▶ **What you need to do**
Format all of the lines below as a numbered list, skipping blank lines and leaving out the pictures.

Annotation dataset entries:
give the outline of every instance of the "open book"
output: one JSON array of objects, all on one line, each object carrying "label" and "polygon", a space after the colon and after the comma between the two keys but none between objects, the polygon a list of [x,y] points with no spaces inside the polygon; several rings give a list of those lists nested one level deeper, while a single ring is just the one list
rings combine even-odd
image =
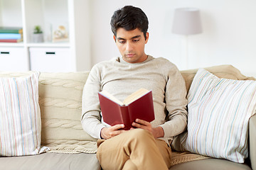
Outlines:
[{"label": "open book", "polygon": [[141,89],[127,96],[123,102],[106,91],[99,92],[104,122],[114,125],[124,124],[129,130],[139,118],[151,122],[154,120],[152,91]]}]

▶ **Output of the task**
1. give the outline of every instance of the "open book"
2. output: one JSON array of objects, all on one line, each object carrying "label" and "polygon", a space after the colon and after the comma between the two keys but none between objects, the polygon a list of [x,y] points with no spaces inside the polygon; several rings give a list of those lists nested one level deeper, while a single ring is just the one list
3. rings combine even-odd
4. image =
5. Outlines:
6. [{"label": "open book", "polygon": [[141,89],[127,96],[123,102],[106,91],[99,92],[104,122],[114,125],[124,124],[129,130],[139,118],[151,122],[154,120],[152,91]]}]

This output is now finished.